* start Excerpt *

These people agree with the NRA/City plan and added these comments:
  • sounds and looks good, but some of my friends think the building in the COW lot is too much. I honestly am not too good with viewing a paper plan and seeing the end product. But maybe smaller buildings than in the plan would be best. I like expanding park area and if parking is needed, the City needs to plan 2 to 3 different parking areas around the City or one big one, with underground off Green Street. The Titcomb area needs a facelift and a parking garage will only make it homelier looking. I would rather have seen our money go to that rather than new schools or more 'affordable' housing for the YWCA. The Y could have raised their own money. And if affordable housing were for Vets, that would be wonderful, but it never is....
  • We need open space and we already have a decent sized commercial section.
  • Like the idea of park space for all to share.

* end Excerpt *
* start Dataset excerpts *

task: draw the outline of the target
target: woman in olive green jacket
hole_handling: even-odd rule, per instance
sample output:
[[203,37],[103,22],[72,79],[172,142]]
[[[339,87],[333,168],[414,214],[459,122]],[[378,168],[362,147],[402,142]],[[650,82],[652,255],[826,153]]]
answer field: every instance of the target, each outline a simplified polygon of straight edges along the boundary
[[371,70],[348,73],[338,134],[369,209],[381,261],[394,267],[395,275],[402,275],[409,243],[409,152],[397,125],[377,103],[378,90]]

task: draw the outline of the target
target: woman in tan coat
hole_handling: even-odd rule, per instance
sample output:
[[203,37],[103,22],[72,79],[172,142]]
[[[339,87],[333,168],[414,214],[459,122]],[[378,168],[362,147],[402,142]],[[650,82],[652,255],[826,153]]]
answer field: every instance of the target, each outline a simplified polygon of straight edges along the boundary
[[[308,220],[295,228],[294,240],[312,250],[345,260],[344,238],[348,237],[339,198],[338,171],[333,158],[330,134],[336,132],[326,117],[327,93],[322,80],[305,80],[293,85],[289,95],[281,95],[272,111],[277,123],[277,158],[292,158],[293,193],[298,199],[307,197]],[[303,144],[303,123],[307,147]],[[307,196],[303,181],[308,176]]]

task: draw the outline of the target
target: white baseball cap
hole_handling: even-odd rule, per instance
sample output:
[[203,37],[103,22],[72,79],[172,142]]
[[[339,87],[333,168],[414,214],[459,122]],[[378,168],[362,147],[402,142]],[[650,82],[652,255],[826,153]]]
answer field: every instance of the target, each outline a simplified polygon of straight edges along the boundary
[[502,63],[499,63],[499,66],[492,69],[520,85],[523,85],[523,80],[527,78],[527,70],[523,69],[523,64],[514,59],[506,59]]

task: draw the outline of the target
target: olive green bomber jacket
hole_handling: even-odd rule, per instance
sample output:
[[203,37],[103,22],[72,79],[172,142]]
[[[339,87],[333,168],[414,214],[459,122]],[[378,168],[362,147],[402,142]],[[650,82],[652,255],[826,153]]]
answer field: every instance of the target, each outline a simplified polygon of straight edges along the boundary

* end Dataset excerpts *

# [What you will do]
• a. Retype the comments on the NRA/City plan between "These people agree" and "sized commercial section.", inclusive.
• b. Please continue the comments on the NRA/City plan from the point where they stop.
The lines have nothing to do with the comments on the NRA/City plan.

# [Final answers]
• a.
These people agree with the NRA/City plan and added these comments:
  • sounds and looks good, but some of my friends think the building in the COW lot is too much. I honestly am not too good with viewing a paper plan and seeing the end product. But maybe smaller buildings than in the plan would be best. I like expanding park area and if parking is needed, the City needs to plan 2 to 3 different parking areas around the City or one big one, with underground off Green Street. The Titcomb area needs a facelift and a parking garage will only make it homelier looking. I would rather have seen our money go to that rather than new schools or more 'affordable' housing for the YWCA. The Y could have raised their own money. And if affordable housing were for Vets, that would be wonderful, but it never is....
  • We need open space and we already have a decent sized commercial section.

• b.
  • Land once turned into commercial property or parking lots will always remain that way. I come from the… NJ area and cringe when I see what has become of the land which was farms, lush landscape. Now the highway is jammed wiith malls.
  • I agree for all the reasons you give in your message that accompanied this survey. I too am concerned that the structures, as currently envisioned, will be too large for the space and will over-whelm the abutting structures and open spaces. I would like the NRA to reduce the structure size requirement in their RFP and also require all applicants to provide diagrams that show the proposed structures in perspective with their surroundings from all sides.
  • The "parking lots" are in terrible shape, and there's no real need for all that space, especially in the Custom House lot.
  • I prefer more park. I'm OK with *very* limited development that does not block the view of the water from the top of Green Street. I would *much* prefer less parking
  • But I hope they are serious about "limited" amount of commercial activity there. Ideally, it would be mostly park and minimal parking.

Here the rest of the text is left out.